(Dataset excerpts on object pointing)
════
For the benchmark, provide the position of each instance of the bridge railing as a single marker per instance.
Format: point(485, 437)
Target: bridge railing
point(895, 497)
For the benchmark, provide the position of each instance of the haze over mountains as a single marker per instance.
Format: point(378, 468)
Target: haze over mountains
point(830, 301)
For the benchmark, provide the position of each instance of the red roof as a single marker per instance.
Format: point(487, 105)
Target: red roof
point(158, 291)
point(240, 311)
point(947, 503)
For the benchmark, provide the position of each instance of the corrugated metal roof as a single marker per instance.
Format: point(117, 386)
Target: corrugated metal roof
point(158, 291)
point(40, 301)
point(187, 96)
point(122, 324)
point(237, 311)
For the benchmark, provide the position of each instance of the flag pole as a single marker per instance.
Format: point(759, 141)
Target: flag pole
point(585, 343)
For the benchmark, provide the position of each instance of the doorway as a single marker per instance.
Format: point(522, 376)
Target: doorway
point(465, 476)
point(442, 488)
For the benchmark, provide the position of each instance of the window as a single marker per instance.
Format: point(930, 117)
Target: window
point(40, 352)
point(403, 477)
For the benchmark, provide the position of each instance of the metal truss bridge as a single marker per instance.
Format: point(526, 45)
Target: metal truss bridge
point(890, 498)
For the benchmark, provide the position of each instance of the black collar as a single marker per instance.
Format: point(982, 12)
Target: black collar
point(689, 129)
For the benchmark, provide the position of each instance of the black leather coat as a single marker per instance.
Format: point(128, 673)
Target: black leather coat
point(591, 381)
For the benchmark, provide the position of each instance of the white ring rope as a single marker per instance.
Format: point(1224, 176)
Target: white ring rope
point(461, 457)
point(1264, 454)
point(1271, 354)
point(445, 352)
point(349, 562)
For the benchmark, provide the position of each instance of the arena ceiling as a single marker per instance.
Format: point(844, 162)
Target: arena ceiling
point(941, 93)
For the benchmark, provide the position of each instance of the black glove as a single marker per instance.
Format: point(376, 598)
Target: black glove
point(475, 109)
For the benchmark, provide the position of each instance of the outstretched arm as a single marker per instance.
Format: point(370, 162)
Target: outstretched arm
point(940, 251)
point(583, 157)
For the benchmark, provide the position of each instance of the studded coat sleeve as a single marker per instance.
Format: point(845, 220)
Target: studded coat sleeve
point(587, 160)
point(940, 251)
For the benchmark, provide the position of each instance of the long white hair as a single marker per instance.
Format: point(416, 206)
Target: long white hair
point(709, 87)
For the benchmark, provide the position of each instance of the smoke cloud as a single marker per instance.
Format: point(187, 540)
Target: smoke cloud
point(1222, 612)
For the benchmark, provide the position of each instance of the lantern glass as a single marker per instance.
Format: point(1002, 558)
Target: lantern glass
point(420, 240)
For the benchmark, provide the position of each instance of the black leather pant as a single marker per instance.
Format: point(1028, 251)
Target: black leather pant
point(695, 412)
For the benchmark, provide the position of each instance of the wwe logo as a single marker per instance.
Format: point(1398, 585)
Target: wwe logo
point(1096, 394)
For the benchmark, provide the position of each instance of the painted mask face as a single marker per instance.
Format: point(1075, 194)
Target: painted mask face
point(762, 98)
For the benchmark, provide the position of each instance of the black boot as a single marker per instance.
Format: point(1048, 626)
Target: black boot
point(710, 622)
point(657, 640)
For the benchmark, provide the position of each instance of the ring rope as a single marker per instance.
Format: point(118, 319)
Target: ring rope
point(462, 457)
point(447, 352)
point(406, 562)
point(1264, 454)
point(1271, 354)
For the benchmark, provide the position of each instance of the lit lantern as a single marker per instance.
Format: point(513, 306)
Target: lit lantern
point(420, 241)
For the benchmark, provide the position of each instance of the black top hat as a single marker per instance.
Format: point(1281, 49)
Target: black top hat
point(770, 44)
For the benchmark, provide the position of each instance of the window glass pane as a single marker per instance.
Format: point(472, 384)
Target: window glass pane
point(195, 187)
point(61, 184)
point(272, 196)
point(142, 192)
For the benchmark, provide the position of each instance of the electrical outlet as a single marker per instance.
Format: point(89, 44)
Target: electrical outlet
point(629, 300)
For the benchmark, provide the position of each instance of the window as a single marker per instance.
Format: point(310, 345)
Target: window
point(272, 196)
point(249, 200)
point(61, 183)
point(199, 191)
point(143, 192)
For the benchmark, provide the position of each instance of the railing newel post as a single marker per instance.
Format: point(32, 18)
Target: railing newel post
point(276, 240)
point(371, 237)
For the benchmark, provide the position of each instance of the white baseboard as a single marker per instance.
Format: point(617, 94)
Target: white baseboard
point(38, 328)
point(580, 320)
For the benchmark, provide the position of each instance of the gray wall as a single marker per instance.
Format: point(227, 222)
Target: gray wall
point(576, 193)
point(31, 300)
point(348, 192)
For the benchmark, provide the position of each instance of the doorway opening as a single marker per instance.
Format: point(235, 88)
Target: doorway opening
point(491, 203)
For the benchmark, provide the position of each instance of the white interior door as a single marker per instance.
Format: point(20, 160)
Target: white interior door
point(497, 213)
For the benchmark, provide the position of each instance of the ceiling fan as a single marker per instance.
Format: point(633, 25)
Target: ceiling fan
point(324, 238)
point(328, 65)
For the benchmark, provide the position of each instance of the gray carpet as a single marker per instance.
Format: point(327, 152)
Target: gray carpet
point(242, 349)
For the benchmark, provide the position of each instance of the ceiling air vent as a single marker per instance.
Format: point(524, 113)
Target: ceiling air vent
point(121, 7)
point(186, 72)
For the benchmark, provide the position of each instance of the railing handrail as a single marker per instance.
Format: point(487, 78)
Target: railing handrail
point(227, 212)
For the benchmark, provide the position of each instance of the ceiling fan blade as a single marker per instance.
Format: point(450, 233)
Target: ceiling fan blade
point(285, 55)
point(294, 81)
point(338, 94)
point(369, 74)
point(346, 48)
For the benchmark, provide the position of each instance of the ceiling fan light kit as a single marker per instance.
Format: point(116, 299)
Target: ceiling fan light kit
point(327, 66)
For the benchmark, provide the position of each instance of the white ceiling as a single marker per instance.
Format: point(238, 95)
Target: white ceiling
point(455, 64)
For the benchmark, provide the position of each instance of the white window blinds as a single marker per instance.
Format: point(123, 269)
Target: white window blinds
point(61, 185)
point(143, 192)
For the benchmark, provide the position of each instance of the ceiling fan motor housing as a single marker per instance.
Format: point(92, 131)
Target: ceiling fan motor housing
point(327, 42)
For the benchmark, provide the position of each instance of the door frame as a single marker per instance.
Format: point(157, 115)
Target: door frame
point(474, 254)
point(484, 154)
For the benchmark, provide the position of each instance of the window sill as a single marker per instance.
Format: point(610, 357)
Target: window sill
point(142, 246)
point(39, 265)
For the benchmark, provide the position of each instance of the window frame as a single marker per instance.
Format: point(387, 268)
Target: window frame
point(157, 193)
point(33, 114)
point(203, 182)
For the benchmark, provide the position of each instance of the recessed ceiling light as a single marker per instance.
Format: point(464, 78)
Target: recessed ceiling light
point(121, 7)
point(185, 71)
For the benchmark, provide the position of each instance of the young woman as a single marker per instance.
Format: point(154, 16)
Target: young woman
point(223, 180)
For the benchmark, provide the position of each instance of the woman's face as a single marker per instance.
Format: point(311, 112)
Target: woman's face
════
**Your instructions:**
Reproduce the lines of the material above word for word, starting at the line that contains "lantern as a single marker per instance." and stopping after the line that contains "point(420, 241)".

**Solution to this task:**
For the benchmark, provide the position of each instance of the lit lantern as a single marker per instance.
Format: point(513, 306)
Target: lit lantern
point(420, 241)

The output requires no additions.